**Excerpted records**
......
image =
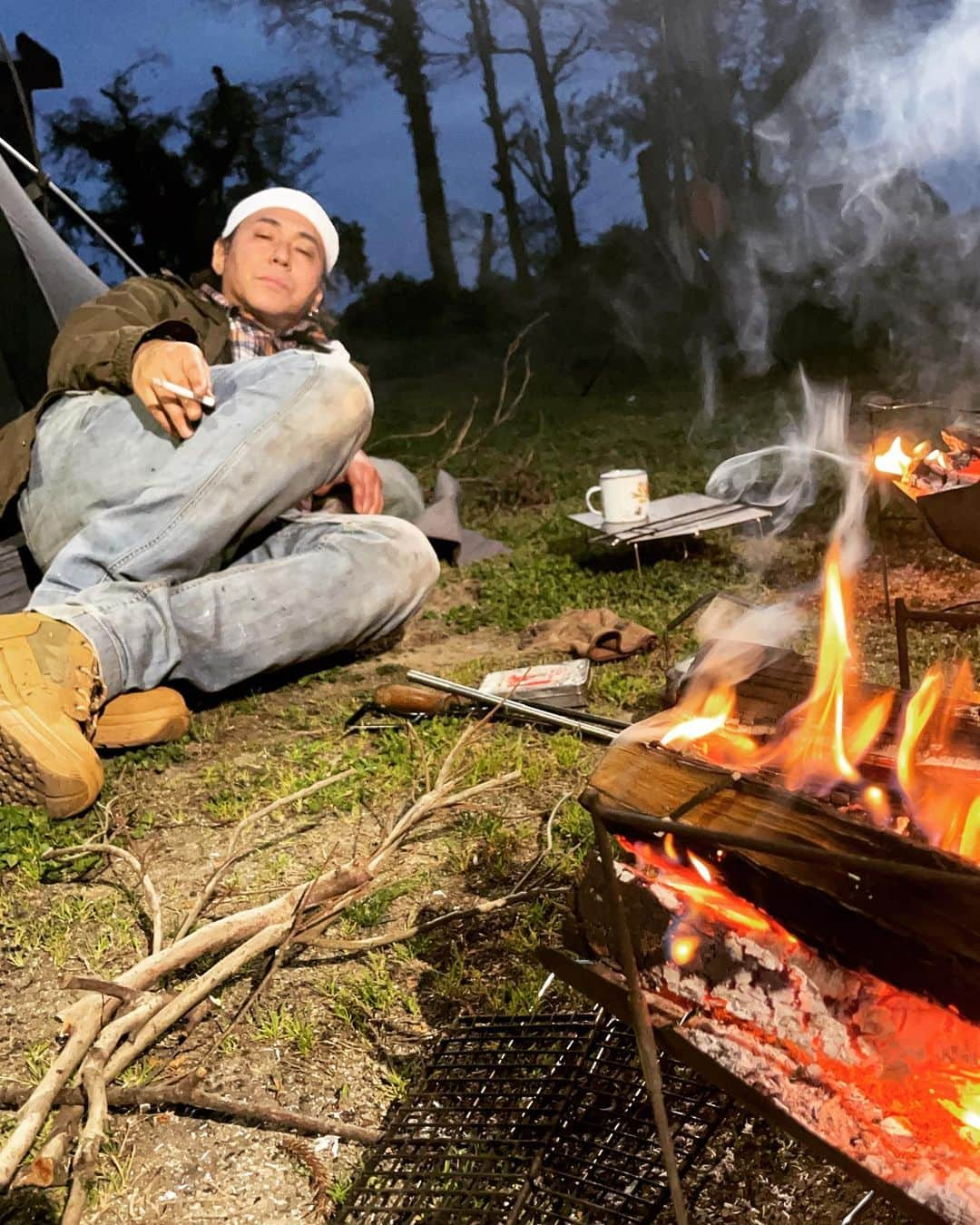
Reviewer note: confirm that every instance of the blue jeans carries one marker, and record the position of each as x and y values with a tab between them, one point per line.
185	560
......
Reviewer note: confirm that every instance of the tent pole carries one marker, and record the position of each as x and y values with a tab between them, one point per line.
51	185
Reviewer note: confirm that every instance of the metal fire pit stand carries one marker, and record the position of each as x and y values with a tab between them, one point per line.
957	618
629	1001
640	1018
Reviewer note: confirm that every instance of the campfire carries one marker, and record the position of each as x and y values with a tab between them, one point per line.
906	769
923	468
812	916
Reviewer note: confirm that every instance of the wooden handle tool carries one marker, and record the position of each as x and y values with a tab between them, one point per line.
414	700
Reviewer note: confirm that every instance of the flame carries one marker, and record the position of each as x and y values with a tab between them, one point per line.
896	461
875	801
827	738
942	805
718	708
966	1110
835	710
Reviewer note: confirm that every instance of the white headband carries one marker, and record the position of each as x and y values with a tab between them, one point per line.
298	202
......
**What is expected**
Find each line above that contains the word "tent" and copy every one of them out in full.

**Task output**
Reviewer note: confirm that every instance of the tent pole carries one marker, and record the position of each as x and y values with a tab between them, one point per line.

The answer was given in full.